Supplied information:
%%
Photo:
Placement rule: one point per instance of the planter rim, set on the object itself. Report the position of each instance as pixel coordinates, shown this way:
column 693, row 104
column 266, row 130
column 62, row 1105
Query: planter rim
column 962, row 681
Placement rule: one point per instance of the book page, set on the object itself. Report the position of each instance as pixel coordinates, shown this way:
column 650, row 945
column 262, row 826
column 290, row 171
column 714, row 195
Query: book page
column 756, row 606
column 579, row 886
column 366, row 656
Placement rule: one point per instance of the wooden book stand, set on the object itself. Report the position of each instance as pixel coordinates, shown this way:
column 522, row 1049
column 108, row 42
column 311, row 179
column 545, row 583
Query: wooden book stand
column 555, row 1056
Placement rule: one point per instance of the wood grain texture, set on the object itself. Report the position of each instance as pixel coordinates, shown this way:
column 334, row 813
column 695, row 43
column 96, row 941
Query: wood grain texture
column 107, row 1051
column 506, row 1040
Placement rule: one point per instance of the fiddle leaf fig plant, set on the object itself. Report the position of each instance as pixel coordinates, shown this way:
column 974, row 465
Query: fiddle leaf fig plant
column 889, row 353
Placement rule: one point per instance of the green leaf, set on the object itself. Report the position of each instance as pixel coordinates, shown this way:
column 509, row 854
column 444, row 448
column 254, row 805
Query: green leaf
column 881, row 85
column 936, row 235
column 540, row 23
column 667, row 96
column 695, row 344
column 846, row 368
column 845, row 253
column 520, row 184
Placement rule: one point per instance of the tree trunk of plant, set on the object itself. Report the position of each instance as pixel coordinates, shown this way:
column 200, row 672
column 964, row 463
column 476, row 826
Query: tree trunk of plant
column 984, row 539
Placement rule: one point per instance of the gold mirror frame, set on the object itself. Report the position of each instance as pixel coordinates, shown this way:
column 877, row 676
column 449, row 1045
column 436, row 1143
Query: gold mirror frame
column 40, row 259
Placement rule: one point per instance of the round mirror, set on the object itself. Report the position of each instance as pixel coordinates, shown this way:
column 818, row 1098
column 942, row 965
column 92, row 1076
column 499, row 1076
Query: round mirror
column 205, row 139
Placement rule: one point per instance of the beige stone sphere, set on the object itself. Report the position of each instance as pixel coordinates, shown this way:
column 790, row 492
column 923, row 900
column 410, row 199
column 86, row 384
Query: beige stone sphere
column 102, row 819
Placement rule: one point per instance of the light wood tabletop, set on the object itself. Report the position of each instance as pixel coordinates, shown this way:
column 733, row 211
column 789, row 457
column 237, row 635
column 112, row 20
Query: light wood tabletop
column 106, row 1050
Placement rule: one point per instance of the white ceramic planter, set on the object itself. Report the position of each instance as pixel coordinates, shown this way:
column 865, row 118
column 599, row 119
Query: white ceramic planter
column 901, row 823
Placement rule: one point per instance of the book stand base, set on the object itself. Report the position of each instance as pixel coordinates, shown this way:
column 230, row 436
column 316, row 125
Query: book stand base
%%
Exercise: Rewrite every line above as a JSON array of strings, one string per line, omitting blank lines.

Response to the task:
[
  "Photo:",
  "Placement rule: one point per instance of the planter rim, set on the object itself. Report the position of each instance as pixel coordinates, shown this way:",
  "column 693, row 104",
  "column 266, row 130",
  "column 62, row 1105",
  "Query: planter rim",
  "column 962, row 681",
  "Placement rule: one point per instance of the book page, set on the object itself. Report the position of each instance as pixel coordinates, shown this way:",
  "column 650, row 945",
  "column 262, row 826",
  "column 290, row 171",
  "column 714, row 195",
  "Query: book page",
  "column 756, row 606",
  "column 579, row 886",
  "column 366, row 656",
  "Placement rule: one point per instance of the wooden book stand, set on the object itself. Report the position of each instance as pixel coordinates, shown this way:",
  "column 522, row 1049",
  "column 108, row 42",
  "column 311, row 179",
  "column 545, row 583",
  "Query: wooden book stand",
  "column 555, row 1056",
  "Placement rule: one point per instance of the wood grain texture, set on the object itself. Report the position of each instance as pixel coordinates, shown this way:",
  "column 334, row 813",
  "column 695, row 43",
  "column 96, row 941",
  "Query: wood grain texture",
  "column 107, row 1051",
  "column 506, row 1040",
  "Placement rule: one point per instance of the fiddle leaf fig plant, set on the object itself. Report the position of each instance as pixel coordinates, shown this way:",
  "column 974, row 465",
  "Query: fiddle leaf fig plant",
  "column 889, row 353",
  "Placement rule: one point per instance of the green leaf, set on the object itself. Report the position of each instance as pixel coordinates, shown this way:",
  "column 509, row 854",
  "column 444, row 448",
  "column 254, row 805",
  "Query: green leaf",
  "column 881, row 85",
  "column 936, row 235",
  "column 540, row 23",
  "column 667, row 96",
  "column 695, row 344",
  "column 846, row 368",
  "column 845, row 253",
  "column 520, row 184",
  "Placement rule: one point per instance of the tree trunk of plant, set on the object itself. Report the position of each instance as pixel coordinates, shown this way:",
  "column 200, row 672",
  "column 964, row 463",
  "column 476, row 826",
  "Query: tree trunk of plant",
  "column 984, row 539",
  "Placement rule: one point per instance of the gold mirror frame, set on the object itself. Report the position of each instance as pixel coordinates, shown this way:",
  "column 877, row 676",
  "column 449, row 1045",
  "column 436, row 1143",
  "Query: gold mirror frame",
  "column 40, row 259",
  "Placement rule: one point per instance of the round mirror, set on the object itself. Report the position of each instance as pixel coordinates, shown this way:",
  "column 818, row 1098",
  "column 942, row 965",
  "column 92, row 1076",
  "column 499, row 1076",
  "Query: round mirror",
  "column 205, row 139",
  "Placement rule: one point per instance of the beige stone sphere, set on the object itself. Report the position of each instance as pixel coordinates, shown this way:",
  "column 790, row 492",
  "column 923, row 900",
  "column 410, row 199",
  "column 86, row 384",
  "Query: beige stone sphere",
  "column 102, row 819",
  "Placement rule: one point per instance of the light wood tabletop, set on the object itself. Report the position of each instance as pixel coordinates, shown this way:",
  "column 733, row 211",
  "column 789, row 457",
  "column 237, row 635",
  "column 112, row 20",
  "Query: light wood tabletop",
  "column 106, row 1050",
  "Placement rule: one point per instance of the white ceramic planter, set on the object itself. Report the position of each instance as pixel coordinates, shown this way:",
  "column 865, row 118",
  "column 599, row 119",
  "Query: white ceramic planter",
  "column 901, row 823",
  "Placement rule: one point per instance of the book stand base, set on the object itself. Report the position of each instance as pixel coordinates, shown this way:",
  "column 230, row 436",
  "column 316, row 125",
  "Query: book stand base"
]